[Stored data entries]

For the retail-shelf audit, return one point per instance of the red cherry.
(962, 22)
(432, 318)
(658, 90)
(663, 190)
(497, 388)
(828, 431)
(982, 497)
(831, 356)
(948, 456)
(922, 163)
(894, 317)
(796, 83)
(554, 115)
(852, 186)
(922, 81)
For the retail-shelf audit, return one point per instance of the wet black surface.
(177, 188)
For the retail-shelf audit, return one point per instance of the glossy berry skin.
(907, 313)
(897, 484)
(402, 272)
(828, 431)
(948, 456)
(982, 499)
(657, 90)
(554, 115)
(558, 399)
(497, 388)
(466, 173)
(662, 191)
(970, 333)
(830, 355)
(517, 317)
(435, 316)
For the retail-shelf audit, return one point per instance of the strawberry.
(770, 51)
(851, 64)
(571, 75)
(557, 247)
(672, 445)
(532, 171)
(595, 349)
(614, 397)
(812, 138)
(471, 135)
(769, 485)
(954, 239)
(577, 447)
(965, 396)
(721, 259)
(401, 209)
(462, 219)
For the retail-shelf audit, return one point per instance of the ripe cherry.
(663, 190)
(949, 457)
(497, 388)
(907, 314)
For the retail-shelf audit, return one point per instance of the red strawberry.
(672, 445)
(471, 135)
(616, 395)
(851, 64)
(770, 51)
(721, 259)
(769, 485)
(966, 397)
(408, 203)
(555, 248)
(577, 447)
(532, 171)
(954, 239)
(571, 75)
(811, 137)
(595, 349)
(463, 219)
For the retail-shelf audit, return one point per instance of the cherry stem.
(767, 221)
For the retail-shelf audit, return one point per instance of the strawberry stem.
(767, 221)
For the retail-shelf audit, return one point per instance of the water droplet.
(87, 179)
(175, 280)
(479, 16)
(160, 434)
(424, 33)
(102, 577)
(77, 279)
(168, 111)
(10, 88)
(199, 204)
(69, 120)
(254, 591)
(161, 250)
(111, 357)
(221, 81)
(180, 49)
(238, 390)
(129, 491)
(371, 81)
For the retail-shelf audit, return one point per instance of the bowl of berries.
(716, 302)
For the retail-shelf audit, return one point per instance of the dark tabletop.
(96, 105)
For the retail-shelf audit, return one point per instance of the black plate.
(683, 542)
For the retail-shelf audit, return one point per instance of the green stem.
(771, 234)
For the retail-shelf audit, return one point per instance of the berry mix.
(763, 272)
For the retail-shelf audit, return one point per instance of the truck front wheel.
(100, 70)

[WORK INSTRUCTION]
Nothing but the lines from the one that contains "the cherry stem." through the last line of the entries should appear in your reply, each repeated exactly.

[ANSWER]
For the retail-shelf audit, return one point per instance of the cherry stem.
(767, 221)
For the retail-shelf audit, return one point per instance of the strawberry stem.
(767, 221)
For the retail-shelf audit, return one point per instance of the water droplet.
(87, 179)
(175, 280)
(479, 16)
(160, 434)
(424, 33)
(102, 577)
(77, 279)
(168, 111)
(10, 88)
(199, 204)
(69, 120)
(254, 591)
(161, 250)
(111, 357)
(221, 81)
(180, 49)
(238, 390)
(129, 491)
(371, 81)
For the retail-shelf audit, return one point per instance of the bowl of berries.
(716, 302)
For the retail-shelf audit, return one point per instance of the dark tabletop.
(96, 105)
For the retail-shelf audit, return one point per instance of the black plate.
(683, 542)
For the retail-shelf audit, return one point per instance of the green stem.
(771, 234)
For the retail-shelf audit, return one point per instance of the berry mix.
(763, 272)
For the retail-shelf audit, return one point per instance of the truck front wheel.
(100, 70)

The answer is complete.